What is being asked: Please set down all the lines beneath this one exactly, without the pictures.

Excerpts of location labeling data

- - -

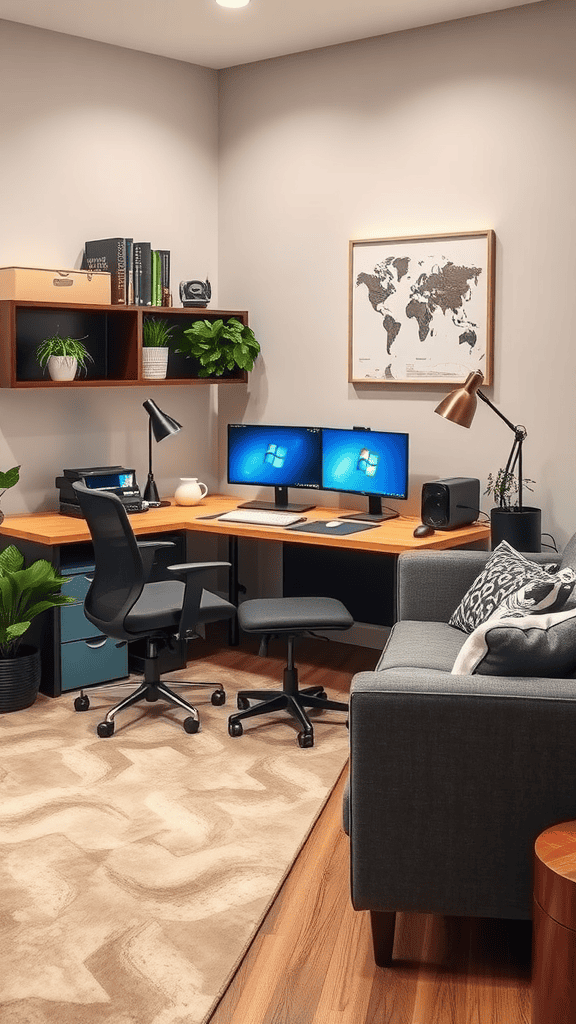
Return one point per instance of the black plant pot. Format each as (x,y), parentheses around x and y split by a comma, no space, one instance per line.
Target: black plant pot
(522,528)
(19,679)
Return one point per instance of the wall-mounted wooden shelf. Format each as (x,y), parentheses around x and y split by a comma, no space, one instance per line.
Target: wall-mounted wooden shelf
(112,335)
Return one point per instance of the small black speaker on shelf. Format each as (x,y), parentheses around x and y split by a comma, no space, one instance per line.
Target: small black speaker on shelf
(451,503)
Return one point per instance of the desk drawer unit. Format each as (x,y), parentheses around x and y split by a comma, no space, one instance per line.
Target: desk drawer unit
(86,656)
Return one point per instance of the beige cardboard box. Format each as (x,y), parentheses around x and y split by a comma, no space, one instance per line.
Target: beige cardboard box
(54,286)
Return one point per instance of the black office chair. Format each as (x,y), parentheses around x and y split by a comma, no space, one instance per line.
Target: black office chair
(124,606)
(288,616)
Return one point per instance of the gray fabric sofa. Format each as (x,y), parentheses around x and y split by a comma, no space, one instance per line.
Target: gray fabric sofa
(452,777)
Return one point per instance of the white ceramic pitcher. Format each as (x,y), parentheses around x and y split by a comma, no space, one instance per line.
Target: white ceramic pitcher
(190,491)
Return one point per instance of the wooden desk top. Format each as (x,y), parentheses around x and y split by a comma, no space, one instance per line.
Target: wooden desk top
(393,537)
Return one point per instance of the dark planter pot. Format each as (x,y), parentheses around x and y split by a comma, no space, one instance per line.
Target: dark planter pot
(523,529)
(19,679)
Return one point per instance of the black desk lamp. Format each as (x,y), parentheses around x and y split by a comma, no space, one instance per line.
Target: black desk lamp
(459,407)
(162,426)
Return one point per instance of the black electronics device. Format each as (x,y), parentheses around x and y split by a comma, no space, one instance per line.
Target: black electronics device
(117,479)
(451,503)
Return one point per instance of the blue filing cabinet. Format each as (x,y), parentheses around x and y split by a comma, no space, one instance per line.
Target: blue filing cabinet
(86,656)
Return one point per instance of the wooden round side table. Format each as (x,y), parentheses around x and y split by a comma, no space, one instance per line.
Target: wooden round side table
(553,945)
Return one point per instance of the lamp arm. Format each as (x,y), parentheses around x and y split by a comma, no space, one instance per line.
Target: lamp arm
(497,411)
(516,454)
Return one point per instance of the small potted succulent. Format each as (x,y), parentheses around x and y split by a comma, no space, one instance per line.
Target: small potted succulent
(25,593)
(219,346)
(63,356)
(156,346)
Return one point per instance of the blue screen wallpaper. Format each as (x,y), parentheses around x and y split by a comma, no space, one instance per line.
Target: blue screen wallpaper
(274,456)
(367,462)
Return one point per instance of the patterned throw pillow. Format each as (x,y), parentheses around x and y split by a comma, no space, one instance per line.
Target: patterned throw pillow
(509,643)
(505,572)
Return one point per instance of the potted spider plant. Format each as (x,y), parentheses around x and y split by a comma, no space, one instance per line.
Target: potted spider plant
(219,346)
(157,335)
(25,593)
(510,519)
(64,356)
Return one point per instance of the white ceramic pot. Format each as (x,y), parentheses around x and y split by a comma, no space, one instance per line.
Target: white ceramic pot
(63,368)
(190,491)
(155,363)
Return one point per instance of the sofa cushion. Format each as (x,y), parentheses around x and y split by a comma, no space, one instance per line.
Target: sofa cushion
(421,645)
(507,571)
(531,645)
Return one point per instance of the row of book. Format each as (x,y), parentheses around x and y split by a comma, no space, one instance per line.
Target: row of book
(139,274)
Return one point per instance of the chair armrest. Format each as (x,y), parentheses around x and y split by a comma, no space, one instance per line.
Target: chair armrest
(192,572)
(452,778)
(432,584)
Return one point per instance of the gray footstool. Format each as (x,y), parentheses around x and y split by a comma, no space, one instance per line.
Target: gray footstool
(289,616)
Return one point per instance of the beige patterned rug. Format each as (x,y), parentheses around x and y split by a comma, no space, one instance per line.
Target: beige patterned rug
(136,869)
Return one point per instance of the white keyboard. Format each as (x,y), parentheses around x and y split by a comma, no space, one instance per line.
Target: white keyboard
(260,517)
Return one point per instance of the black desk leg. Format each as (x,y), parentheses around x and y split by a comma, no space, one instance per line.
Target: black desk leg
(233,591)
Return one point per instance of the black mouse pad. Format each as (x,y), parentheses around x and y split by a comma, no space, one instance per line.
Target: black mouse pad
(319,526)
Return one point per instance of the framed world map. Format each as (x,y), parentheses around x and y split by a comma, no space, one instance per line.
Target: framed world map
(421,309)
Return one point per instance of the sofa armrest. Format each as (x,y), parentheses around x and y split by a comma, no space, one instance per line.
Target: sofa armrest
(432,584)
(452,778)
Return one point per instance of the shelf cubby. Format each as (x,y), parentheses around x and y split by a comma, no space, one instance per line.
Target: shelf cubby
(113,335)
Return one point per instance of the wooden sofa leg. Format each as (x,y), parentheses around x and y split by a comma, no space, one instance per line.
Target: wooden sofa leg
(382,923)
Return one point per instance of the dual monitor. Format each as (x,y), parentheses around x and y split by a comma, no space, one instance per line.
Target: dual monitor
(371,463)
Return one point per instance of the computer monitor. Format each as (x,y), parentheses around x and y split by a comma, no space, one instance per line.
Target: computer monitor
(275,457)
(366,462)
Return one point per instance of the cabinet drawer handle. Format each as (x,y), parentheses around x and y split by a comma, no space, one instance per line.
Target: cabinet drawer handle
(94,644)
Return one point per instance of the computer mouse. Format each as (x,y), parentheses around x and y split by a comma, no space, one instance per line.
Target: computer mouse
(423,530)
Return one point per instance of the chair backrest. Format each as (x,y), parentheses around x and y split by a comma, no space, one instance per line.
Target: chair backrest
(119,576)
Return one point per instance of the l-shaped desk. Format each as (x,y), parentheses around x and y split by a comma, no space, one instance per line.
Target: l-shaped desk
(55,537)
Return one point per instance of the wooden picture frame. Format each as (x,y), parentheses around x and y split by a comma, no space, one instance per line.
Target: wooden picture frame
(421,308)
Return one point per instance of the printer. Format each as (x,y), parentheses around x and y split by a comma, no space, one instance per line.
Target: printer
(116,479)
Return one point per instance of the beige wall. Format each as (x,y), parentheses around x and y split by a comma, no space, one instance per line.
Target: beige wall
(457,127)
(462,126)
(97,141)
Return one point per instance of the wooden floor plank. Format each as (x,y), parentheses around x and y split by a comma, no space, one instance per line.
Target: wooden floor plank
(311,962)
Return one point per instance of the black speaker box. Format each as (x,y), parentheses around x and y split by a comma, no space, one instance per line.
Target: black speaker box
(452,503)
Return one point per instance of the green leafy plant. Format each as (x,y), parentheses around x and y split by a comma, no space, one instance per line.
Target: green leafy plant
(8,478)
(504,486)
(157,333)
(219,345)
(24,594)
(55,345)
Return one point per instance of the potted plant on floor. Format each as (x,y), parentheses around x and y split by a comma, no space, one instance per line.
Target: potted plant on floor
(25,593)
(156,346)
(63,356)
(511,520)
(219,346)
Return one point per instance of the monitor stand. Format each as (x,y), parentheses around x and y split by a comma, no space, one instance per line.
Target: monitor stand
(375,512)
(280,504)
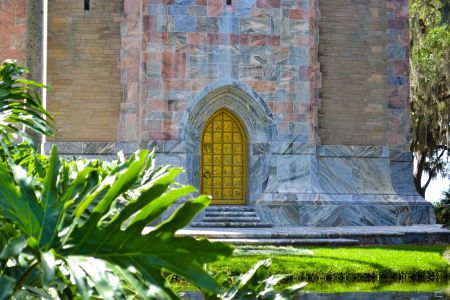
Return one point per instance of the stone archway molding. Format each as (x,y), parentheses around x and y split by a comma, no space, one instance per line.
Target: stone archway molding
(237,97)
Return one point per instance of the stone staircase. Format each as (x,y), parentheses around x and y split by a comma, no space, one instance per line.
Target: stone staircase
(231,216)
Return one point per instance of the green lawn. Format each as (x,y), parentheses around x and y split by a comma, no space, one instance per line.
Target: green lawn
(344,264)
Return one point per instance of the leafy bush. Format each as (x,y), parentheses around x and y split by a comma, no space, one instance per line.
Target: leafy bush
(442,210)
(79,230)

- - -

Task response:
Return one point per instance of the black plant pot. Format each as (x,y), parentheses around x and y split by a comma, no space, one instance per line.
Target: black plant pot
(522,528)
(19,679)
Return one point per instance of the wall-mounted wooden shelf. Format each as (x,y), parentheses around x and y split by a comma, no space, one instance per line.
Target: wall-mounted wooden shelf
(112,335)
Return one point per instance of the small black speaker on shelf. Format each as (x,y), parentheses around x and y split by a comma, no space, one instance per line.
Target: small black speaker on shelf
(451,503)
Return one point per instance of the desk drawer unit. Format each as (x,y), parentheses around x and y split by a comma, no space, one instance per line.
Target: desk drawer unit
(86,656)
Return one point per instance of the beige cardboard box. Format each as (x,y), parentheses around x and y split by a comma, no space, one instance per line.
Target: beige cardboard box
(54,286)
Return one point per instance of the black office chair. Format each as (x,y), parentheses around x and y split by a comma, no space, one instance per line.
Target: black office chair
(124,606)
(288,616)
Return one point per instance of the gray fabric sofa. Format each as (x,y), parentheses around x and y split by a comma, no space, one instance per line.
Target: gray fabric sofa
(452,777)
Return one point per instance of the white ceramic pitcher. Format each as (x,y), parentheses around x and y split by a comma, no space, one instance per line.
Target: white ceramic pitcher
(190,491)
Return one point per instance of the wooden desk top. Format each as (x,y), parentheses around x and y split by a comma, no space, one instance per line.
Target: wooden desk top
(393,537)
Return one point per instance of the dark planter pot. Format each as (x,y), parentheses around x and y split by a comma, no space, one instance per line.
Target: dark planter pot
(523,529)
(19,679)
Return one point per instance of the black desk lamp. Format each as (x,y), parentheses around x and y split by a comma, no space, one instance per line.
Target: black desk lamp
(459,407)
(162,426)
Return one point per instance of the black electronics device. Format each as (x,y), parentheses around x and y split by a comma, no space, one instance per line.
Target: black electronics device
(117,479)
(451,503)
Return one point per instance of the blue filing cabinet. Format each as (x,y), parentheses around x and y split by a comma, no space, one instance per line.
Target: blue filing cabinet
(86,656)
Return one point per instance of the wooden round side table. Format each as (x,y), parentheses around x and y split by a comma, no space, one instance per line.
Target: wooden round side table
(553,945)
Return one point per instance of the lamp arm. Format each as (x,y), parentheses around x and y split by a comma, no space, one instance per line.
Target: lamp arm
(497,411)
(516,454)
Return one point per instance of the small potted succulent. Format each as (x,y), parentheses around x and y split by a comma, no space, one instance per line.
Target: small potted succulent
(25,593)
(219,346)
(63,356)
(156,346)
Return one point per instance of the blue screen wallpaper. Format each as (x,y), parentheses around x and y split by a comma, no space, one instance per line.
Target: blue screen wallpaper
(274,456)
(367,462)
Return one point per instance of the patterned throw pillow. Format each as (x,y), parentheses around x and y split by a comma, no space, one instance per line.
Target: patterned throw pillow
(509,643)
(505,572)
Return one point per instance of the potted spider plant. Format each as (x,y), parentheses around x and y split by a comma, no space, one instance per line.
Target: potted spider plant
(219,346)
(157,335)
(25,593)
(510,519)
(64,356)
Return one point per instance of the white ceramic pot. Format each as (x,y), parentheses around x and y split by a comma, no space, one instance per line.
Target: white ceramic pot
(63,368)
(190,491)
(155,363)
Return one point per instance of the sofa cushion. Format each as (x,y), parentheses around x and y split by a comma, no space, one instance per line.
Target: sofa cushion
(421,645)
(507,571)
(531,645)
Return one point per instance of the row of book. Format each as (x,y), parentheses around x and y split by a comma, no space, one instance per line.
Target: row of book
(139,274)
Return one point per instance of the chair armrest. Format each as (x,y), parentheses around x and y split by a comma, no space, one instance per line.
Target: chair armrest
(192,572)
(452,778)
(432,584)
Return one point per instance of the gray footstool. Format each as (x,y), parentheses around x and y split by a comma, no space, one instance per line.
Target: gray footstool
(289,616)
Return one point per instance of the beige patterned rug. Format each as (x,y), parentheses around x and y split by a comma, no space, one instance per line.
Target: beige patterned rug
(136,869)
Return one point per instance of the white keyboard. Format each as (x,y), parentheses around x and y split by a comma, no space, one instance per line.
Target: white keyboard
(260,517)
Return one point per instance of the black desk leg. Format each as (x,y), parentheses around x and y split by a comma, no space, one instance per line.
Target: black desk leg
(233,591)
Return one point per instance of the black mouse pad. Format each as (x,y), parentheses around x and y split by a comma, no space, one instance per line.
Target: black mouse pad
(319,526)
Return one point per instance of the framed world map. Format each as (x,y), parentheses around x and y split by a comma, no space, one instance per line.
Target: framed world map
(421,309)
Return one point per instance of the sofa armrest. Format each as (x,y), parentheses around x and y split by a comma, no space, one instance per line.
Target: sofa armrest
(432,584)
(452,778)
Return one point per instance of the shelf cubby. Format each as (x,y), parentheses around x and y split by a comma, no space, one instance per line.
Target: shelf cubby
(113,335)
Return one point per instance of the wooden sofa leg. Format each as (x,y), parentheses around x and y split by a comma, no space, one instance per line.
Target: wooden sofa leg
(382,923)
Return one point per instance of the dual monitor. Format each as (x,y), parentheses around x and y split by a comma, no space, one instance per line.
Target: dual monitor
(371,463)
Return one point per instance of the computer monitor. Format each as (x,y), parentheses around x and y split by a comma, no space, one instance per line.
Target: computer monitor
(275,457)
(366,462)
Return one point per instance of the cabinet drawer handle. Format each as (x,y), parentheses around x and y split by a comma, no space, one instance per line.
Target: cabinet drawer handle
(94,644)
Return one point per instance of the computer mouse. Format each as (x,y), parentheses around x and y split by a comma, no space, one instance per line.
Target: computer mouse
(423,530)
Return one point per instance of the chair backrest. Format each as (x,y), parentheses around x and y split by a comma, no space, one instance per line.
Target: chair backrest
(119,576)
Return one point per instance of the l-shaped desk. Format each as (x,y), parentheses around x and y split by a comma, no space, one instance per line.
Target: l-shaped desk
(55,537)
Return one point per instance of the wooden picture frame. Format each as (x,y), parentheses around x and y split by a comma, no space, one instance per line.
Target: wooden picture frame
(421,308)
Return one point per instance of the printer. Format each as (x,y), parentheses around x and y split by a comma, no space, one instance per line.
Target: printer
(116,479)
Return one point per instance of the beige wall. Format each as (x,y), parentheses around x and y split by a comma, no space, one instance per line.
Target: beige wall
(457,127)
(462,126)
(97,141)
Return one point per instance of the wooden floor plank. Format each as (x,y), parentheses around x and y split by a comma, no space, one instance per line.
Target: wooden floor plank
(311,962)
Return one point per instance of the black speaker box. Format each as (x,y), parentheses around x and y split by a comma, no space, one instance per line.
Target: black speaker box
(452,503)
Return one point per instance of the green leafy plant. Format each as (x,y), parentheses around x and y split by a comma, no space, one instance per line.
Target: green leafy plant
(8,478)
(504,486)
(157,333)
(219,345)
(24,594)
(55,345)
Return one point per instance of the potted plant on floor. Format each as (x,y), parentheses around x and y split by a comma, no space, one instance per line.
Target: potted plant on floor
(25,593)
(156,346)
(63,356)
(511,520)
(219,346)
Return one point per instance of the monitor stand. Format each as (x,y), parentheses around x and y split by a comma, no space, one instance per line.
Target: monitor stand
(375,512)
(280,504)
Return one point per instance of the stone archway molding. Format each as (x,y), parentheses around x and y split by a comma, no space, one instance per line.
Target: stone archway molding
(237,97)
Return one point per instance of the stone staircase. Format each as (x,y), parentheses around x and y split by a comma, no space, one instance per line.
Target: stone staircase
(231,216)
Return one point per instance of the green lawn. Format each as (x,y), parentheses around x and y split by a comma, no space, one instance per line.
Target: green lawn
(344,264)
Return one point per instance of the leafy bush. Format each as (x,y), parentheses around x and y split by a comma, no space, one instance per line.
Target: leafy bush
(442,210)
(79,230)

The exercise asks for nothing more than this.